## BEGIN Selected excerpt
Tyler Owen observes that the rate of technological innovation has been slowing down in American society and that average living standards have declined in the past ten years. He attributes this to America having eaten all of the low-hanging fruit. However, he overlooks the drastic demographic change that has occurred in America's science and engineering programs and, as a consequence, the high-tech sector. That is, for the past thirty years, science and engineering programs have been de-Americanized. According to official statistics, more than half of all science and engineering graduate students are now foreign; a visit to a randomly chosen graduate program would likely leave one with the impression that the percentage of foreign graduate students is even higher. We have been told that it is vital that America continue to import foreign scientists and engineers, a veritable flood, so that this country can remain competitive. Clearly, this flood has not helped the U.S., and it seems the more we rely on foreign scientists and engineers, the less innovation there is.

Professor Owen states that higher-ed is fairly healthy but a lot of our K-12 is a disaster. American science and engineering curricula are not only solid, rather they are superb, and the facilities at our colleges and universities are outstanding. However, there are some very big problems with higher education. There has been a lot of criticism of the quality of K-12 instruction- much of it is deserved- but there has been little or no criticism about the quality of college and university instruction. If we are serious about addressing why America apparently has reached a technological plateau, shouldn't we investigate the institutions that are responsible for educating and credentialing scientists and engineers?

There are too many professors and instructors who are not competent to teach either because they have not mastered the material they are supposed to be teaching or because of an inability to communicate effectively in English. There are also too many professors who think that foreign students are more worthy than American students and will do whatever they can so that the former can succeed at the expense of the latter. America spends a great deal of taxpayer money educating foreign students- currently there are more than 800,000- because the tuition any student pays does not completely cover the expense of his education. At the graduate level, science and engineering students receive taxpayer-funded support in the form of teaching assistantships, research assistantships, fellowships, and tuition waivers.
## END Selected excerpt
◆ **Brief**
According to the excerpt on American science and engineering education, how many foreign students are currently being educated in America? The rows play no part in this.
## BEGIN Stored rows
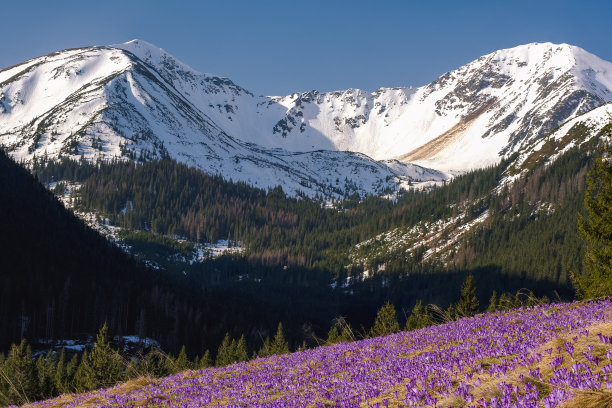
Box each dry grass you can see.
[361,323,612,408]
[560,391,612,408]
[23,377,157,408]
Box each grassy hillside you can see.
[23,300,612,408]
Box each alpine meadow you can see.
[0,9,612,408]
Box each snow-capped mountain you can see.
[0,40,612,196]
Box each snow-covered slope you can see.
[0,40,612,196]
[262,43,612,171]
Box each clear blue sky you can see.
[0,0,612,95]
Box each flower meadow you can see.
[22,300,612,408]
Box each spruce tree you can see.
[487,290,497,312]
[340,322,357,342]
[257,336,273,357]
[572,142,612,299]
[270,323,289,354]
[405,299,432,331]
[3,340,38,404]
[175,345,190,372]
[327,324,340,344]
[73,350,91,392]
[234,334,249,361]
[215,333,232,367]
[53,348,69,394]
[370,301,400,337]
[454,275,479,318]
[198,350,212,368]
[84,323,123,390]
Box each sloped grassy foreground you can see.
[23,300,612,408]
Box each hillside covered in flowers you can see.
[29,300,612,408]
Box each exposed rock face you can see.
[0,40,612,196]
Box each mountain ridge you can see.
[0,40,612,198]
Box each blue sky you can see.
[0,0,612,95]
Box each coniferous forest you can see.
[0,123,608,404]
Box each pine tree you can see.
[455,275,479,318]
[327,324,340,344]
[487,290,497,312]
[215,333,233,367]
[84,323,123,390]
[257,336,273,357]
[198,350,212,368]
[3,340,38,404]
[175,345,189,372]
[234,334,249,361]
[340,323,357,342]
[53,348,69,394]
[270,323,289,354]
[405,299,432,331]
[71,350,91,392]
[370,301,400,337]
[572,141,612,299]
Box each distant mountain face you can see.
[0,40,612,197]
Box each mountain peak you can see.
[111,38,199,74]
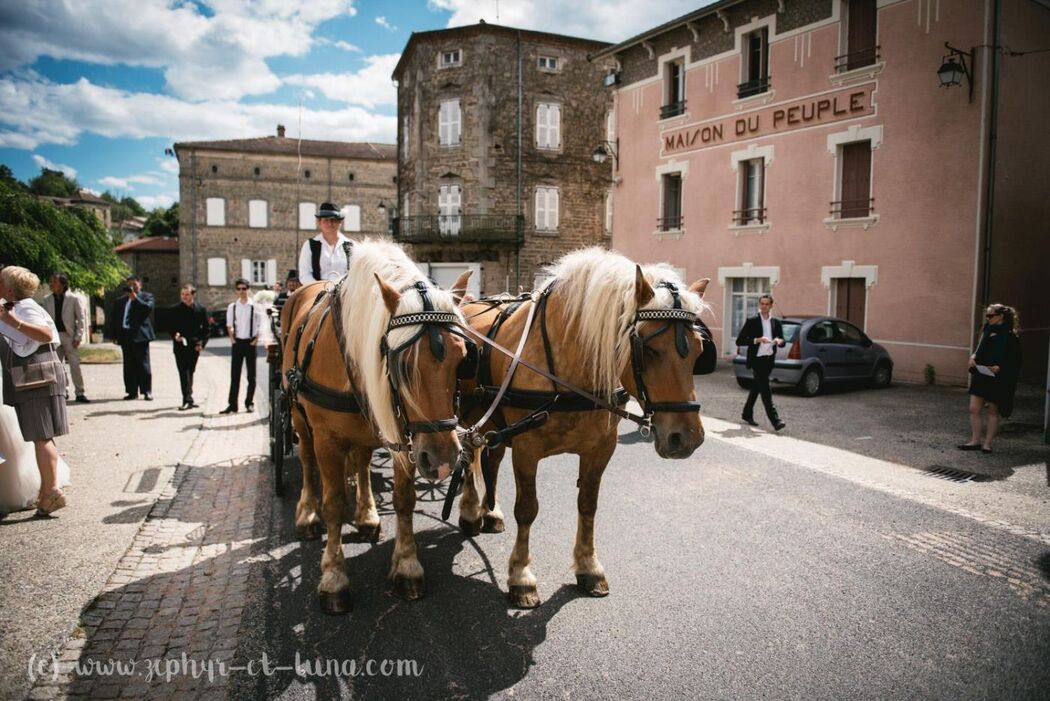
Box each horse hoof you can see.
[460,516,481,538]
[317,590,350,616]
[394,575,423,601]
[510,585,540,609]
[481,513,506,533]
[576,574,609,597]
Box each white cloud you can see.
[427,0,709,42]
[33,153,77,178]
[285,54,400,107]
[0,76,397,148]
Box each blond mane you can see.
[538,248,707,400]
[340,239,462,442]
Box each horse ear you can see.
[634,263,656,309]
[689,277,711,298]
[449,268,474,304]
[373,273,401,314]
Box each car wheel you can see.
[798,367,824,397]
[872,361,894,389]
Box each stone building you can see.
[175,126,397,309]
[393,22,611,294]
[591,0,1050,383]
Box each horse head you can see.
[622,267,710,459]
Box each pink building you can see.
[591,0,1050,383]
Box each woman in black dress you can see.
[959,304,1021,453]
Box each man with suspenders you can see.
[219,278,266,413]
[299,203,353,284]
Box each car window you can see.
[835,321,864,345]
[805,320,835,343]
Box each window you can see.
[440,48,462,68]
[438,185,463,236]
[832,141,875,219]
[733,158,765,225]
[206,197,226,227]
[248,199,267,229]
[299,203,317,231]
[729,277,770,338]
[536,102,562,149]
[208,258,226,288]
[536,188,558,231]
[658,173,683,231]
[438,100,460,146]
[659,59,686,120]
[737,27,770,98]
[342,205,361,231]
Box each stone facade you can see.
[175,127,397,310]
[394,23,612,294]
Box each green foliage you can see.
[29,168,80,197]
[0,182,129,292]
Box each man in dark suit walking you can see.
[106,275,156,402]
[171,282,208,411]
[736,295,785,430]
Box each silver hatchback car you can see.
[733,316,894,397]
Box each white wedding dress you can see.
[0,369,69,514]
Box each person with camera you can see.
[106,275,156,402]
[0,265,69,516]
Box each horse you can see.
[460,248,710,609]
[281,240,468,614]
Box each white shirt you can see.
[299,232,351,284]
[758,312,774,357]
[226,299,266,341]
[0,297,59,358]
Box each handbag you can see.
[7,343,61,391]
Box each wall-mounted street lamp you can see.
[937,42,978,102]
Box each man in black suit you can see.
[106,275,156,402]
[736,295,785,430]
[171,282,208,411]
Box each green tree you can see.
[0,182,129,292]
[29,168,80,197]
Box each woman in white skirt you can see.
[0,265,69,516]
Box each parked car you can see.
[733,316,894,397]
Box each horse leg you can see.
[507,450,540,609]
[317,443,350,614]
[390,453,423,600]
[348,446,381,543]
[292,411,321,540]
[572,455,609,596]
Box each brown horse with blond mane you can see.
[280,240,466,614]
[460,248,709,609]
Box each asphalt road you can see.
[232,371,1050,699]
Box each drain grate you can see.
[920,465,992,485]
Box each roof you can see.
[587,0,742,61]
[175,136,397,161]
[392,20,611,80]
[113,236,179,253]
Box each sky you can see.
[0,0,708,209]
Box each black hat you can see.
[314,203,342,219]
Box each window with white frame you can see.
[438,99,460,146]
[205,197,226,227]
[536,188,559,231]
[342,205,361,231]
[727,277,770,339]
[248,199,267,229]
[299,203,317,231]
[536,102,562,149]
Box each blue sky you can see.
[6,0,707,209]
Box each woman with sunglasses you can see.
[959,304,1021,453]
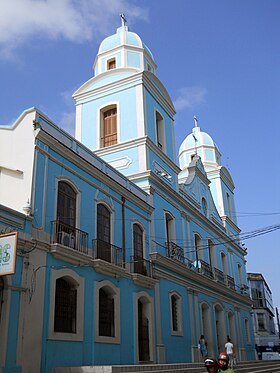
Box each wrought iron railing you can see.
[165,241,185,263]
[226,275,235,290]
[92,239,123,267]
[130,256,153,277]
[51,220,89,255]
[214,268,225,284]
[199,260,214,278]
[239,284,250,297]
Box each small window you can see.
[194,234,203,266]
[257,313,266,331]
[0,277,4,321]
[57,181,76,227]
[156,112,165,150]
[107,58,116,70]
[99,289,115,337]
[244,319,251,343]
[201,198,207,216]
[171,295,179,332]
[94,280,120,343]
[101,106,117,148]
[54,278,77,333]
[170,292,183,335]
[96,203,111,262]
[227,193,232,219]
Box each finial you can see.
[120,13,127,27]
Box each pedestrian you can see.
[204,357,219,373]
[225,336,234,369]
[198,334,208,358]
[218,352,234,373]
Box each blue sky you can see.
[0,0,280,307]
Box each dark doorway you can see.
[138,299,150,362]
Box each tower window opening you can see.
[101,107,117,148]
[107,58,116,70]
[156,112,165,150]
[227,193,232,219]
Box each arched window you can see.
[54,278,77,333]
[221,253,228,276]
[57,181,76,227]
[97,203,111,262]
[194,234,202,261]
[208,240,216,271]
[165,213,175,245]
[156,111,165,151]
[0,277,4,322]
[99,288,115,337]
[133,224,143,258]
[171,295,179,332]
[237,263,243,286]
[170,292,183,335]
[133,224,146,274]
[100,105,118,148]
[244,319,251,344]
[94,280,120,343]
[107,58,116,70]
[227,193,232,219]
[201,197,208,216]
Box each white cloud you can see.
[0,0,148,55]
[58,111,76,136]
[174,86,207,110]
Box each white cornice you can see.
[150,252,252,307]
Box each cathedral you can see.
[0,21,255,373]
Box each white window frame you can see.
[94,280,120,344]
[48,268,85,341]
[169,291,183,336]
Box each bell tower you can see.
[73,15,180,190]
[179,117,239,235]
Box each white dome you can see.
[179,127,215,154]
[179,125,221,171]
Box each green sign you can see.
[0,232,17,276]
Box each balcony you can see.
[199,260,214,279]
[51,220,89,255]
[92,239,123,267]
[130,256,153,277]
[240,284,250,297]
[226,275,235,290]
[214,268,225,285]
[165,241,185,263]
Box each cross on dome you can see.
[120,13,127,27]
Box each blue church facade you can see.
[0,25,255,372]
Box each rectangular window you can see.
[257,313,266,331]
[101,107,117,147]
[107,58,116,70]
[171,295,178,332]
[54,278,77,333]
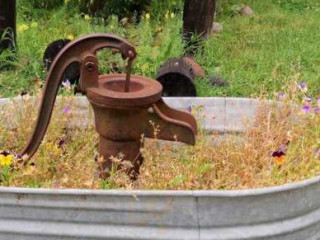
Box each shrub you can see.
[30,0,64,9]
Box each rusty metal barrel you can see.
[156,58,197,97]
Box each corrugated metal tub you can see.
[0,98,320,240]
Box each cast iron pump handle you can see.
[21,34,137,159]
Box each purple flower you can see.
[313,148,320,158]
[298,82,308,92]
[278,93,286,100]
[0,150,10,157]
[62,106,71,114]
[62,79,71,88]
[302,105,311,113]
[279,143,287,152]
[304,97,312,102]
[58,139,67,148]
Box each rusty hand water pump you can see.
[22,34,197,178]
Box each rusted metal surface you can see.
[156,58,197,97]
[43,39,80,84]
[22,34,197,179]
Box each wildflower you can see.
[62,79,71,89]
[67,34,74,41]
[304,97,312,103]
[278,93,286,100]
[30,22,38,28]
[301,105,311,113]
[272,151,286,165]
[58,139,67,148]
[0,151,13,167]
[17,24,29,33]
[298,82,308,93]
[62,106,71,114]
[313,148,320,158]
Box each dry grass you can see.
[0,80,320,190]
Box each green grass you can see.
[0,0,320,97]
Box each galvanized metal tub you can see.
[0,98,320,240]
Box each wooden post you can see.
[0,0,16,53]
[183,0,217,51]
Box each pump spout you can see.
[146,99,197,145]
[21,34,136,159]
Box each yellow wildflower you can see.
[0,154,13,167]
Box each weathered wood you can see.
[0,0,16,53]
[183,0,217,49]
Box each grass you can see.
[0,0,320,97]
[0,79,320,190]
[0,0,320,189]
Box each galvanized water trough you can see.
[0,98,320,240]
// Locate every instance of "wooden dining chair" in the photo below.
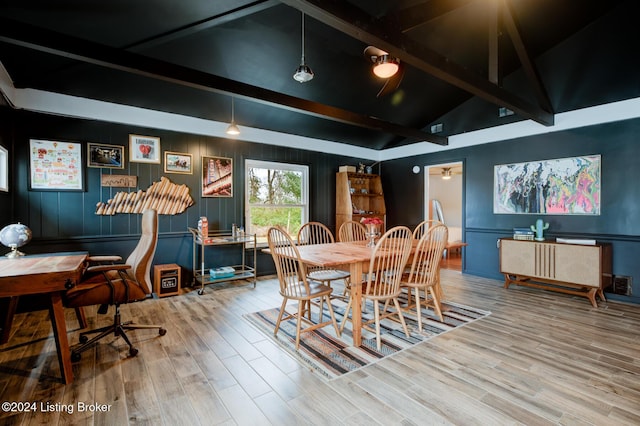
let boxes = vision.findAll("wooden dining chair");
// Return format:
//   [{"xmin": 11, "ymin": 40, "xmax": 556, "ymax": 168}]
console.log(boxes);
[
  {"xmin": 298, "ymin": 222, "xmax": 351, "ymax": 297},
  {"xmin": 267, "ymin": 227, "xmax": 340, "ymax": 350},
  {"xmin": 413, "ymin": 219, "xmax": 443, "ymax": 240},
  {"xmin": 340, "ymin": 226, "xmax": 413, "ymax": 350},
  {"xmin": 338, "ymin": 220, "xmax": 367, "ymax": 243},
  {"xmin": 400, "ymin": 224, "xmax": 448, "ymax": 331}
]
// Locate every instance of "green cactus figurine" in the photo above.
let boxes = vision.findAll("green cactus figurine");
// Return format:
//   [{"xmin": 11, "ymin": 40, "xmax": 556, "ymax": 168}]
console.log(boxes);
[{"xmin": 531, "ymin": 219, "xmax": 549, "ymax": 241}]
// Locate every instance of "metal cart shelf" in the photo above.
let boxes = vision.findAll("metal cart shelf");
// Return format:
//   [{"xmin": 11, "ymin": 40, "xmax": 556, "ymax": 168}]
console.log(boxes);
[{"xmin": 188, "ymin": 228, "xmax": 257, "ymax": 294}]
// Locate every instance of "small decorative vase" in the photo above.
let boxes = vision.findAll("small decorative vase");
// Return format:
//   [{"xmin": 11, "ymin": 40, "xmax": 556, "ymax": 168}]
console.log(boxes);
[{"xmin": 365, "ymin": 223, "xmax": 380, "ymax": 247}]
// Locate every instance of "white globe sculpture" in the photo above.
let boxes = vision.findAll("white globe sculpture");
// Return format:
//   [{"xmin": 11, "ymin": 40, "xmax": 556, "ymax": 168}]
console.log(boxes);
[{"xmin": 0, "ymin": 223, "xmax": 31, "ymax": 258}]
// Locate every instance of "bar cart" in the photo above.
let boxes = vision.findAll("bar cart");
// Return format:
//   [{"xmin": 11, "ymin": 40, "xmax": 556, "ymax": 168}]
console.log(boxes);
[{"xmin": 189, "ymin": 228, "xmax": 257, "ymax": 295}]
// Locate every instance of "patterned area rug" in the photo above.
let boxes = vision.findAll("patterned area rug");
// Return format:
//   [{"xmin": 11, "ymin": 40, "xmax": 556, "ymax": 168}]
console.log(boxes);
[{"xmin": 244, "ymin": 299, "xmax": 490, "ymax": 379}]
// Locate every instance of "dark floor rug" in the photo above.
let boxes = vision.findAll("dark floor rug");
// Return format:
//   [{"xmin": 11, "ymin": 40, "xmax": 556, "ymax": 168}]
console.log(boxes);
[{"xmin": 244, "ymin": 300, "xmax": 490, "ymax": 379}]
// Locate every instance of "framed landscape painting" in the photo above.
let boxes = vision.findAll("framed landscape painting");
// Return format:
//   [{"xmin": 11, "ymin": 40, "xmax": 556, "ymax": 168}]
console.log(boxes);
[
  {"xmin": 493, "ymin": 155, "xmax": 601, "ymax": 215},
  {"xmin": 202, "ymin": 157, "xmax": 233, "ymax": 197}
]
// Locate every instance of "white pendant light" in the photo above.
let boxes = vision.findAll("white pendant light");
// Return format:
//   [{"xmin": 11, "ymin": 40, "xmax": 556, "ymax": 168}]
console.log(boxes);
[
  {"xmin": 293, "ymin": 13, "xmax": 313, "ymax": 83},
  {"xmin": 227, "ymin": 97, "xmax": 240, "ymax": 136}
]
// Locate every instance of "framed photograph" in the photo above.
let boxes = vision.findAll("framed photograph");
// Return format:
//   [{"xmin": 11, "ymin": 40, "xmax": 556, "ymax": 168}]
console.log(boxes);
[
  {"xmin": 87, "ymin": 143, "xmax": 124, "ymax": 169},
  {"xmin": 0, "ymin": 146, "xmax": 9, "ymax": 192},
  {"xmin": 129, "ymin": 135, "xmax": 161, "ymax": 164},
  {"xmin": 202, "ymin": 157, "xmax": 233, "ymax": 197},
  {"xmin": 164, "ymin": 151, "xmax": 193, "ymax": 175},
  {"xmin": 493, "ymin": 155, "xmax": 602, "ymax": 216},
  {"xmin": 29, "ymin": 139, "xmax": 84, "ymax": 191}
]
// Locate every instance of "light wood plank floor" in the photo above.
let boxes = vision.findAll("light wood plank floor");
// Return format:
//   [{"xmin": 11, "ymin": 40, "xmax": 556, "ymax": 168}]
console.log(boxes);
[{"xmin": 0, "ymin": 270, "xmax": 640, "ymax": 425}]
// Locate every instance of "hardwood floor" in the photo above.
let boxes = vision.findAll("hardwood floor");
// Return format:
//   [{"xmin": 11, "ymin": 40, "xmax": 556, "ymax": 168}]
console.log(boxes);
[{"xmin": 0, "ymin": 270, "xmax": 640, "ymax": 425}]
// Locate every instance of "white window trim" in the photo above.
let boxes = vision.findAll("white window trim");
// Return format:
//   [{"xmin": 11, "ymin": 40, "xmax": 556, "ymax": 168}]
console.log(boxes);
[
  {"xmin": 244, "ymin": 159, "xmax": 310, "ymax": 246},
  {"xmin": 0, "ymin": 146, "xmax": 9, "ymax": 192}
]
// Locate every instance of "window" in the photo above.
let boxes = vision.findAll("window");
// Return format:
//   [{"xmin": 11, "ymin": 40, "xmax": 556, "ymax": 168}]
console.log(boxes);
[{"xmin": 244, "ymin": 160, "xmax": 309, "ymax": 243}]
## END Stored rows
◆ **Solution for this task**
More than 800,000.